*PROBLEM TO SOLVE*
Take the records below and print them verbatim up to and including the line that carries "indicate the gray".

[Opening RECORDS SUPPLIED section]

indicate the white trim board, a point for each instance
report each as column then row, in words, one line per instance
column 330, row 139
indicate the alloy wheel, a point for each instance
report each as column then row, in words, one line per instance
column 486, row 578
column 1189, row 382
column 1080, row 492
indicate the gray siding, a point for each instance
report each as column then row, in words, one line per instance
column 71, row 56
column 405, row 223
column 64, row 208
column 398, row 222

[Closing RECORDS SUPPLIED section]

*WRITTEN SOLUTION*
indicate the white trim board, a point for each instance
report each as column then row, in words, one line per instance
column 330, row 139
indicate the alloy wheel, a point for each instance
report each as column then row, in words, one line per instance
column 486, row 578
column 1189, row 382
column 1080, row 492
indicate the gray siding, a point for each instance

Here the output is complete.